**Page text**.
+++

Briana goes to find Mr O’Dell, and has a run in with Skye who basically tells her to leave because he runs strict closed rehearsals, but Briana doesn’t let that get to her. He talks at her about being true to her art, about how she showed real emotion, but it was Briana’s emotion, not Ophelia’s, and it all could be interesting, but really just comes across as trite. (Intentionally, I think.) He wants her to be the voice of Hamlet on Twitter, not tweeting quotes, but to find the voice of the play, the behind-the-scenes gossip, the drama, what Hamlet would think of all of it, and to spread it out, to break the fourth wall and make the audience a part of the theatrical journey. It is all really, really cheesy and trite at this point.

Tristan: Calling @alleyesonbree to her room for an #itcouldbeworse gossip session. Crying encouraged, carbs included.

Briana doesn’t see the tweet until she’s already back at her room, and she tries to get out of it, but Tristan and Willow suck her into it. Tad and maybe some other people are around too. They hash some things out, Briana lies a lot about how excited she is, and then demands Tristan give her the password to @hamletsghost, but he still claims it isn’t his account. She doesn’t really believe him.

Eric turns up with a bag of gummy bears for her, but she’s miffed that he didn’t turn up right after the cast list came out, when she really needed someone. She still congratulates him on his part, and he joins them, putting the gummy bears on his piece of pizza. That is disgusting.

Tristan tweets about it from Briana’s laptop, and she’s not upset, but pretty impressed by what he says. (Seems the #machalehamlet may owe his cast list success to one sweet secret. Wouldn’t you like to know what it is?) [Dove: I really feel like Tristan’s cleverness is an informed attribute.[Wing: Agreed.]

They talk about what they’re doing that night, and Eric invites everyone to a party in Forsyth. Tristan and Eric clash again about Tristan’s snobbery regarding the locals, and no one else really wants to go. Briana realises this is her chance to be alone with Eric, and jumps at the chance.

+++

Records in a dataset
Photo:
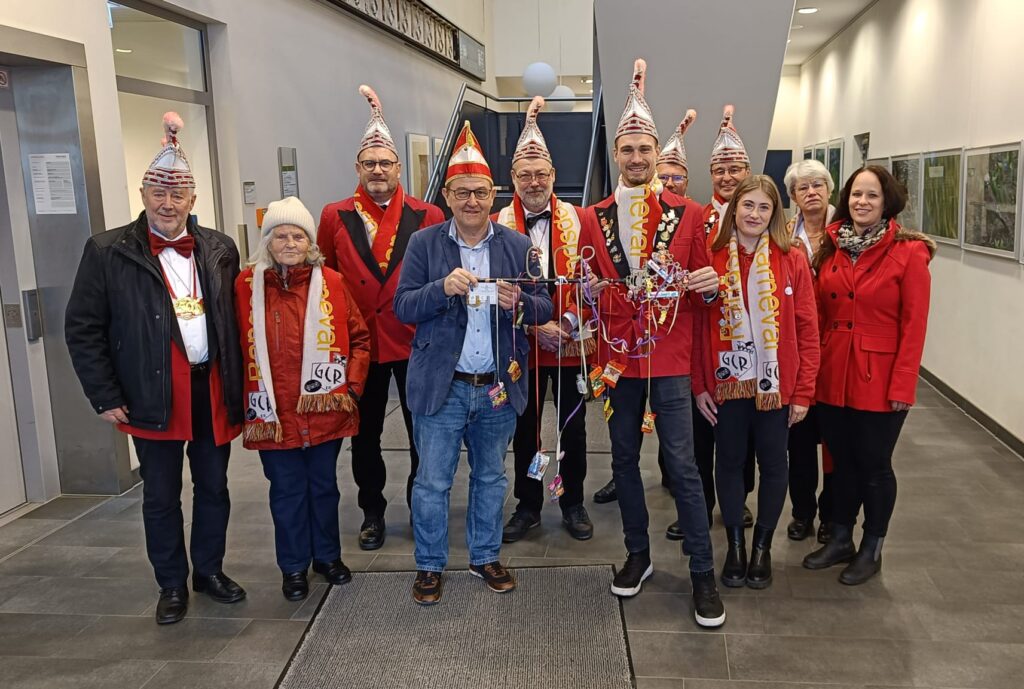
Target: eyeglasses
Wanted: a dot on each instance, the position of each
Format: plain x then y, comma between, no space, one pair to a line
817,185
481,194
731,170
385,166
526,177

+++

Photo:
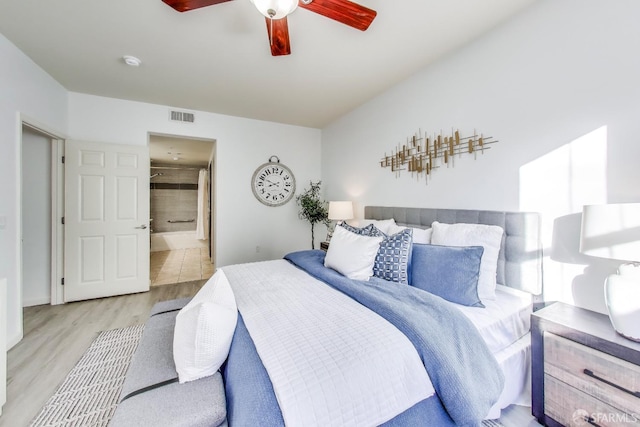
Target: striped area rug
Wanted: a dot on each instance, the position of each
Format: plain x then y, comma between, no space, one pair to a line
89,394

+++

**Directions**.
a) In the story recap, what does Eric put the gummy bears on?
b) Resume the story recap, picking up right after its last sentence.

**Responses in order**.
a) His piece of pizza.

b)
Eric, who was super down on Hamlet before auditions, is now really into it because Mr O’Dell wants to make it more contemporary, Hamlet as a high school student, his father as a corporate CEO — it’s all pretty great, he thinks, and I would be interested to see that version. [Dove: I’m not a massive fan of Shakespeare, but I do love retellings in contemporary settings.] [Wing: I love Shakespeare, and also love contemporary setting retellings.] He, too, tells her what a great thing she can do as social media director, and how Mr O’Dell wants to work all the lies and secrets and misunderstandings in an actual network of secrets, with them using phones and tablets onstage.

As they make their way through the cemetery, the find a tombstone that says “Breckin O’Dell”. Eric says it must be a common name, which — really, Eric? REALLY? [Dove: Name one person named Breckin who isn’t Breckin Meyer. Go![Wing: *dying*]

Gimme a blindfold and some stupidity: 1 (+1) (“I didn’t see anything” or “I’m sorry, I don’t remember anything about the accident”, because either would lead us to the bad guy, and we’ve still got twelve chapters to go.)

They talk even more about the play, and how sad Briana is, and how hard it is to be rejected, and how Eric is there for her, and it’s all really boring. Finally, they get to the house, but it looks quiet and not like there is a party at all. Kennedy answers the door, and is disappointed that he brought someone. Because of course she is, this is clearly not a party.

There’s some bickering at each other, both Briana and Kennedy trying to flirt with Eric, and then Zach shows up. He really wants to talk to Kennedy. She slams the door in his face, tells them that he’s sometimes overemotional and it’s a problem, but he’s not dangerous. They go watch a movie version of Hamlet, and Briana thinks about tweeting it, but decides not to, because at MacHale, nothing counts if it’s not tweeted, and she doesn’t want this night to count. But it’s clear that Kennedy does.

Skye: Ready to get in character, starting at the costume closet. Follow along on #machalehamlet to see some exclusive behind-the-scenes images.

Tristan: Digging up some major dirt on the players in #machalehamlet. You’ve been warned….

@hamletsghost: How to describe the end of the first week of rehearsals? Some might say … electric. What do you think @alleyesonbree?

We’re a week into the two week Winterm, and @hamletsghost has been tweeting all sorts of things about the stars of the show. (Kennedy and Eric meet before official rehearsals, Rex Andrews, who is playing Polonius, has been making out with Leah, and Skye is raiding the costume closet.)

Skye and Briana have weirdly been hanging out together, though Briana isn’t really sure why. Briana still thinks that Tristan is @hamletsghost.

Mr O’Dell gives everyone his version of a pep talk, which is mostly more meta theater thoughts, and then Skye and Briana sneak back to the costume closet, which is a large metal cage up a small staircase with ten steps. Briana hears a scream, then sees a falsh of light, and everything goes dark. When the lights come back, Skye is slumped on the landing, her body twisted at an awkward angle, her script scattered around her. Everyone runs backstage, Eric calls for help, Briana realises that she’s the one screaming endless, relentless noises. Eric tries to talk her through some breathing to calm her down, and it works. The emergency crew shows up and evacuates the building because there’s some sort of electrical problem.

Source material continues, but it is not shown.